Records for processing Start Marker
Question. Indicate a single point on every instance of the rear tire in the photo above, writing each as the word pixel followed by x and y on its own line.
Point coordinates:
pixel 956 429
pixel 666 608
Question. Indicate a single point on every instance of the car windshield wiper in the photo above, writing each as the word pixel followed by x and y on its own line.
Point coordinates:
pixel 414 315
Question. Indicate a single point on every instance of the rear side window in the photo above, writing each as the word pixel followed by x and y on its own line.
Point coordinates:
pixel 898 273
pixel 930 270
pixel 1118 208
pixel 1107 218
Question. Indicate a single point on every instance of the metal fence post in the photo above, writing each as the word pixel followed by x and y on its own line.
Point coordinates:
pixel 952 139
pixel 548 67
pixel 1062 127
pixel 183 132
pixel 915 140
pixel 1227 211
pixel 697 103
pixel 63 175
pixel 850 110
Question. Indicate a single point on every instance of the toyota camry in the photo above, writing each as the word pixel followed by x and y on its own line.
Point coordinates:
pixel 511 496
Records for processing End Marker
◆ Work task ◆
Scanning the data above, count the lines in which the string "photo" occurs and state only the count.

◆ Output for this exercise ◆
5